**What the exercise asks**
What is needed is every line of the material that contains "report".

══ Supplied data ══

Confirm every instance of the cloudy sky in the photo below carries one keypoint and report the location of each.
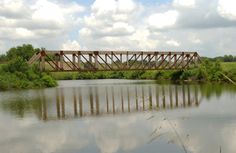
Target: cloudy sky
(208, 27)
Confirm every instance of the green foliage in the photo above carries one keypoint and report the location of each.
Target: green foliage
(25, 51)
(18, 75)
(3, 58)
(48, 81)
(16, 65)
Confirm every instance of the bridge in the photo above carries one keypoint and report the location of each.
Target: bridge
(66, 60)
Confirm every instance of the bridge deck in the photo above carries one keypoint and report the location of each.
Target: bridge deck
(113, 60)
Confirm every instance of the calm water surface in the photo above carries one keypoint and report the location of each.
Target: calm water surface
(119, 116)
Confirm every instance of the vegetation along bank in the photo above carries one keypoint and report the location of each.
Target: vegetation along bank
(15, 73)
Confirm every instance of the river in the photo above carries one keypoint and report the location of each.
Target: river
(119, 116)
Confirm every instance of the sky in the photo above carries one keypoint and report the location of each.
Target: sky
(208, 27)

═══

**Expected answer**
Confirm every instance of the cloudy sky in the photo below carries one keypoint and report the location of each.
Confirm every instance of the green foliage in the photo above carries one keypoint and report the location of each.
Confirm every instance of the bridge in the photo above carries one keypoint and report the location of each.
Confirm every instance of the bridge deck in the photo above carries one keypoint and report the location of each.
Confirm every instance of the calm water surface in the photo above carries one keypoint and report the location of each.
Confirm every instance of the vegetation along bank in the photo above carries one keypoint and report the location of each.
Confirm every instance of the river in the photo above carries one keypoint and report the location of each.
Confirm every instance of the sky in the photo above carries one keypoint and report the location of each.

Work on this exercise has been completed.